Request. Can you update the listing below by replacing "one point per line" with "each point on its own line" wherever it occurs, keeping everything else the same?

====== Recorded data ======

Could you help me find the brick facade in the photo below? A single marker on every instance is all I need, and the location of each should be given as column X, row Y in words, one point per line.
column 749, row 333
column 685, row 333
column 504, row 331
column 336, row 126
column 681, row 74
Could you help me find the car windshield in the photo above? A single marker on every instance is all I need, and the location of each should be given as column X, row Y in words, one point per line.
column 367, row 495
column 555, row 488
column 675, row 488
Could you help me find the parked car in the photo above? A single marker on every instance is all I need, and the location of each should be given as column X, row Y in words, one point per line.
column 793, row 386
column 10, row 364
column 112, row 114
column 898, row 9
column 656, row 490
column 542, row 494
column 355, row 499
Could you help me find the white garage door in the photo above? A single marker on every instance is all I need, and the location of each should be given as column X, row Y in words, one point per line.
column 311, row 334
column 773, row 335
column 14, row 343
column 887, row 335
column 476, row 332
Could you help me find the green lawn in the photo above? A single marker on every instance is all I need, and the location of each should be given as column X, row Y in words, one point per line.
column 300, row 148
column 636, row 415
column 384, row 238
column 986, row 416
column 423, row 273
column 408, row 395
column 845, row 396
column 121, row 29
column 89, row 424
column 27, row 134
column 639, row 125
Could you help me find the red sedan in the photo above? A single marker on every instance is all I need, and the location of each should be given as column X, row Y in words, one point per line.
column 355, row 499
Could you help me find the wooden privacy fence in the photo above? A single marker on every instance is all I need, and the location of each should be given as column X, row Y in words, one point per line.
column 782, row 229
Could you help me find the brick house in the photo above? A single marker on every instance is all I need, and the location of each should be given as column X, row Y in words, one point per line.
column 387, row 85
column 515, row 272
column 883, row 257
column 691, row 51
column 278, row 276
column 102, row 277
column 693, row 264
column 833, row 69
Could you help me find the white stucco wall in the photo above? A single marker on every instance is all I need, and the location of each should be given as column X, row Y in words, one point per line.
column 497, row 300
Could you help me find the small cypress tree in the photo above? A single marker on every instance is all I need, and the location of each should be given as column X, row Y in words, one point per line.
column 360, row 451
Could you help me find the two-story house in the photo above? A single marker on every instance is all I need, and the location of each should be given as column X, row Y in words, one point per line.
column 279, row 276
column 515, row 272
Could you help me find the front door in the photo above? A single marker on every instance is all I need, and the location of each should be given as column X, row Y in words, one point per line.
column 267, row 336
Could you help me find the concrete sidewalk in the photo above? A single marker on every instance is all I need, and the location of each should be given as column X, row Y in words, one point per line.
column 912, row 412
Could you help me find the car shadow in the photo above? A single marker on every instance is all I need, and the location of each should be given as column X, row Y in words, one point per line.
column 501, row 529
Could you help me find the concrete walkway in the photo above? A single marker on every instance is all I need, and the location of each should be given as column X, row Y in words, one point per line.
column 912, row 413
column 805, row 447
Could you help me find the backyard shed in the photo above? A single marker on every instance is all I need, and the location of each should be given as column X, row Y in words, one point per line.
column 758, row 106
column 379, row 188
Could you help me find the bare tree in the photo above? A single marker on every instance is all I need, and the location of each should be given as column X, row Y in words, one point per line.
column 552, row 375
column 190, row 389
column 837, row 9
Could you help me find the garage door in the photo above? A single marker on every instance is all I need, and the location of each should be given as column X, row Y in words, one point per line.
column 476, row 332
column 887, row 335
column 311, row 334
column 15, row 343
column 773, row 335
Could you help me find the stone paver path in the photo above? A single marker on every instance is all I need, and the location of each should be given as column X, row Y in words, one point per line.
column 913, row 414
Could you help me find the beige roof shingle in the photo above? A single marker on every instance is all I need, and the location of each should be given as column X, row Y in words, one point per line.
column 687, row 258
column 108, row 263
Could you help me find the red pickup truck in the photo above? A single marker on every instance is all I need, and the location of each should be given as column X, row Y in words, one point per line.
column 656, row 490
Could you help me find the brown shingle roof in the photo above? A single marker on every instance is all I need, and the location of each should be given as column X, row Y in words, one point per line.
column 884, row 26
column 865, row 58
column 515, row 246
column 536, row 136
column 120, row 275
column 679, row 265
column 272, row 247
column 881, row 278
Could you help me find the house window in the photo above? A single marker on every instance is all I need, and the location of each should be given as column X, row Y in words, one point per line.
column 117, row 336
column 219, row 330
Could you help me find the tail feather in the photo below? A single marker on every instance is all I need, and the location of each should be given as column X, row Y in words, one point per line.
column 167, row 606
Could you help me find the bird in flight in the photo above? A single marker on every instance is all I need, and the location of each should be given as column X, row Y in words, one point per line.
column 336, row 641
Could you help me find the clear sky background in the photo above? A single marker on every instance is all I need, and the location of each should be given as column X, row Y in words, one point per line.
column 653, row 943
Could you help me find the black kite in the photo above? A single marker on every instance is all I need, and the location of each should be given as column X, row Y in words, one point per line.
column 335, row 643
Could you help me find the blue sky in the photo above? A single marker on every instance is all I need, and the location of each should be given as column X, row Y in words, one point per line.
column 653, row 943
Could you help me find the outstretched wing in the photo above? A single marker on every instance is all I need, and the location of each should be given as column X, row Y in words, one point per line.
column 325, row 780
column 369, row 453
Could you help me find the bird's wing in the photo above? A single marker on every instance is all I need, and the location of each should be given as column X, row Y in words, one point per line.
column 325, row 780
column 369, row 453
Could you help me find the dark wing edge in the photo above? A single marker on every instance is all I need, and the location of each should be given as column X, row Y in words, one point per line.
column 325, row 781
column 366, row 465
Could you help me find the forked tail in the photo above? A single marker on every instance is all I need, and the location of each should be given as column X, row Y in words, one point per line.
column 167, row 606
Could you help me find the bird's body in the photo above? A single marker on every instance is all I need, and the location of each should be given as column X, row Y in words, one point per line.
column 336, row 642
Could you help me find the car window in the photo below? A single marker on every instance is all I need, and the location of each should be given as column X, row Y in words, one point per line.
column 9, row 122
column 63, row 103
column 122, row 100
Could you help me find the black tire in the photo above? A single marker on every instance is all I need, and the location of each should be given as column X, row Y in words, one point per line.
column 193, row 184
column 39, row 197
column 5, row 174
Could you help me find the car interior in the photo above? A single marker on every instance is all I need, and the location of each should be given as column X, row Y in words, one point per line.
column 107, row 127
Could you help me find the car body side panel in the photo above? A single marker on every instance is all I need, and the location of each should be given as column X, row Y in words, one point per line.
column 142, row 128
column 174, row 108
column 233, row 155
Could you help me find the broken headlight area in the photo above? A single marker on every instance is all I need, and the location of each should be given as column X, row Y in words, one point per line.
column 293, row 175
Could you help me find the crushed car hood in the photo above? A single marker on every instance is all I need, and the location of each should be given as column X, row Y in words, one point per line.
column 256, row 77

======

Expected answer.
Could you help me find the brick facade in the photo below? A single marker on every instance is all I need, and the location of each should be given as column X, row Y in words, each point on its own line.
column 749, row 333
column 685, row 333
column 504, row 331
column 336, row 126
column 681, row 74
Could you help me find the car windshield in the photo above? A single marker on every instance is all I need, and the location of each should be given as column X, row Y in words, each point on its own line.
column 367, row 495
column 555, row 488
column 675, row 488
Could you help me find the parked car in the photo above? A single marker on every instance is all I need, and the location of each should be given as column X, row Y in words, each point on its own line.
column 793, row 386
column 10, row 364
column 112, row 114
column 898, row 9
column 656, row 490
column 542, row 494
column 355, row 499
Could you help me find the white garage door in the photo above? A single marker on every instance is all I need, and the location of each should be given as column X, row Y in words, each point on its own line.
column 311, row 334
column 773, row 335
column 14, row 343
column 887, row 335
column 476, row 332
Could you help me find the green lawn in the photo above? A single marker on every instance is all I need, and the location of each should be given as column X, row Y in words, each point on its own line.
column 300, row 148
column 636, row 415
column 384, row 238
column 986, row 416
column 423, row 273
column 408, row 395
column 845, row 396
column 121, row 29
column 89, row 424
column 27, row 134
column 639, row 125
Could you help me find the red sedan in the photo above? A single marker on every instance is all I need, and the location of each should be given as column X, row Y in words, each point on its own line.
column 355, row 499
Could you help me find the wooden privacy fence in the photo above? A single marker on every instance is all I need, and the location of each should be given as column X, row Y in words, each point on its own line.
column 782, row 229
Could you help me find the brick house in the photo above? A single marker on every instance is all I need, and the location of each should be given as column X, row Y in words, each point on its own line.
column 387, row 85
column 515, row 272
column 883, row 257
column 691, row 51
column 278, row 276
column 102, row 277
column 693, row 264
column 833, row 69
Could you help me find the white stucco wall in the photo above? A single marker on every instance is all I need, and the location of each should be given as column X, row Y in words, each point on its own line.
column 497, row 300
Could you help me find the small cypress tree in the photo above? A single marker on every instance is all I need, and the location of each should be given as column X, row Y in words, each point on its own line.
column 360, row 451
Could you help me find the two-story house in the photo above? A single marker on every instance is all I need, and the location of each should be given as column X, row Y in words, each point on its own line.
column 279, row 276
column 515, row 272
Could you help me find the front door in the photo above? A single marker on every instance is all I need, and the location of each should be given as column X, row Y in words, each point on its own line.
column 267, row 336
Could you help me find the concrete sidewalk in the photo above? A single marker on every instance is all I need, and the location of each should be given as column X, row Y in words, each point on its own line.
column 912, row 412
Could you help me find the car shadow in the photo above? A single marker on every instance is all I need, and the location of each should be given as column X, row Y in words, each point on its own line.
column 501, row 529
Could you help me find the concrete walkway in the photo above? A single marker on every instance is all I need, and the location of each should be given as column X, row Y in words, each point on its own line.
column 912, row 413
column 805, row 447
Could you help me find the backyard shed in the photo above? A single marker on every instance is all I need, and the location of each should be given as column X, row Y in words, each point on its own line.
column 758, row 106
column 379, row 188
Could you help me find the bare tree in the photo above? A single marker on every instance is all I need, and the location of each should be given as column X, row Y in words, each point on its own line.
column 552, row 375
column 190, row 389
column 837, row 9
Could you help me find the garage door in the photo above? A single marker on every instance is all I need, and the location of each should be given as column X, row Y in words, each point on its own line.
column 476, row 332
column 887, row 335
column 311, row 334
column 15, row 343
column 773, row 335
Could you help me find the stone paver path in the photo above? A single marker on every instance is all I need, and the location of each should be given as column X, row Y in words, each point on its own line.
column 913, row 414
Could you help me find the beige roof shingle in the photo above? A single marker on every instance is all I need, and the location of each should be given as column X, row Y in words, each point on its own line.
column 687, row 258
column 108, row 263
Could you help me find the red pickup truck in the photo above? A single marker on every instance is all I need, and the location of each should be given as column X, row Y in words, each point on its own line.
column 656, row 490
Could you help me find the brown shingle roof in the photo above? A single marker on every instance is all I need, and the location of each should be given as column X, row Y in words, each point on its own line.
column 884, row 26
column 865, row 58
column 515, row 246
column 536, row 136
column 120, row 275
column 679, row 265
column 272, row 247
column 881, row 278
Could you help me find the house window in the photo above? A single marker on every instance is all I need, and the location of each should be given as column X, row Y in words, each point on its own line.
column 117, row 336
column 219, row 330
Could you help me find the tail feather in the photo below? A single marker on every instance is all I need, and the location of each should be given as column X, row Y in words, each point on its own line.
column 167, row 606
Could you help me find the bird in flight in the photo above? A single marker on every instance is all I need, and the location of each should be given as column X, row Y in words, each point on its own line.
column 336, row 641
Could you help me find the clear sky background in the photo above? A single marker on every instance is all I need, and the location of each should be given as column X, row Y in words, each point on its own line.
column 653, row 943
Could you help me find the black kite in the photo above? A single marker on every instance is all I need, and the location of each should be given as column X, row Y in words, each point on its own line.
column 335, row 643
Could you help me find the blue sky in the photo above? A single marker on every instance is all I need, and the location of each should be given as column X, row Y in words, each point on its own line.
column 653, row 943
Could you help me find the outstretched wing in the photo above? A single marker on every instance is all I need, and the location of each should be given as column X, row Y in words, each point on its own line.
column 325, row 780
column 369, row 453
Could you help me find the bird's wing in the photo above? A single marker on every instance is all I need, and the location of each should be given as column X, row Y in words, each point on its own line.
column 325, row 780
column 369, row 453
Could you help me find the dark wing edge in the photo above? A single marker on every instance is all I need, and the location of each should be given as column X, row Y in words, each point on its own line.
column 325, row 781
column 366, row 465
Could you help me find the forked tail in the photo above? A single marker on every instance is all I need, and the location of each should be given as column X, row Y in words, each point on its own line.
column 167, row 606
Could you help me find the bird's body in the photo above? A single marker on every instance is all I need, and the location of each should be given as column X, row Y in words, each point on its own line.
column 336, row 642
Could you help me find the car window in the photo below? A single marker on every instance is all I need, and the location of each should be given as column X, row Y in words, each point on its own line.
column 9, row 122
column 63, row 103
column 122, row 100
Could you help me find the black tire in the photo above? A single marker on every instance is all I need, and the location of each should be given as column X, row Y in words, each point on its own line.
column 193, row 184
column 39, row 197
column 5, row 174
Could you help me find the car interior in the photo above? A single marker on every instance is all I need, and the location of each should be given as column X, row Y in words, each point on its own line.
column 107, row 127
Could you help me find the car body side panel in the photo above? A single marker on every instance is all I need, and the location of each should be given as column X, row Y in words, each point on its own line.
column 142, row 128
column 174, row 108
column 233, row 155
Could you help me find the broken headlight area in the photo above? A single marker on every instance is all I need, and the location of each should be given as column X, row Y in words, each point on its own line.
column 293, row 175
Could you help me find the crushed car hood in the photo above? A single marker on every instance is all I need, and the location of each should be given as column X, row Y in words, each point on its own line.
column 256, row 77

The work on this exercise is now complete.